[[ Provided data, beginning ]]
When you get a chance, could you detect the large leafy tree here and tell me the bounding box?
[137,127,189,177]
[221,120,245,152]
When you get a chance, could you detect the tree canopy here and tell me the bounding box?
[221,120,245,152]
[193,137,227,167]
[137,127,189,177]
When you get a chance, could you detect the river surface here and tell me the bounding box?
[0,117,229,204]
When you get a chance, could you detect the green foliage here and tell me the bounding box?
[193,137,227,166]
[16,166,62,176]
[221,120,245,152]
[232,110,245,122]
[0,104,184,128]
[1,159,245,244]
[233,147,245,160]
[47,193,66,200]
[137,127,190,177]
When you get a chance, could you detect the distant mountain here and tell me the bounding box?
[[ Provided data, end ]]
Aim of the exercise:
Each record above has to be printed again, word for word.

Output for this exercise:
When you get a chance, could you detect the large leafy tree here and tell me the bounding box?
[137,127,189,177]
[221,120,245,152]
When you get a chance, could you detect the tree canopy here and tell me the bounding box?
[221,120,245,152]
[193,137,227,167]
[137,127,189,177]
When you get a chance, could you detect the river surface here and tell me the bounding box?
[0,117,229,204]
When you get a chance, could you detect the green foliage here and tell me the bounding box?
[193,137,227,166]
[16,166,62,176]
[221,120,245,152]
[232,110,245,122]
[0,104,184,128]
[1,159,245,244]
[233,147,245,160]
[47,193,66,200]
[137,127,190,177]
When you get a chance, could you detect the distant mountain here and tell me the bounding box?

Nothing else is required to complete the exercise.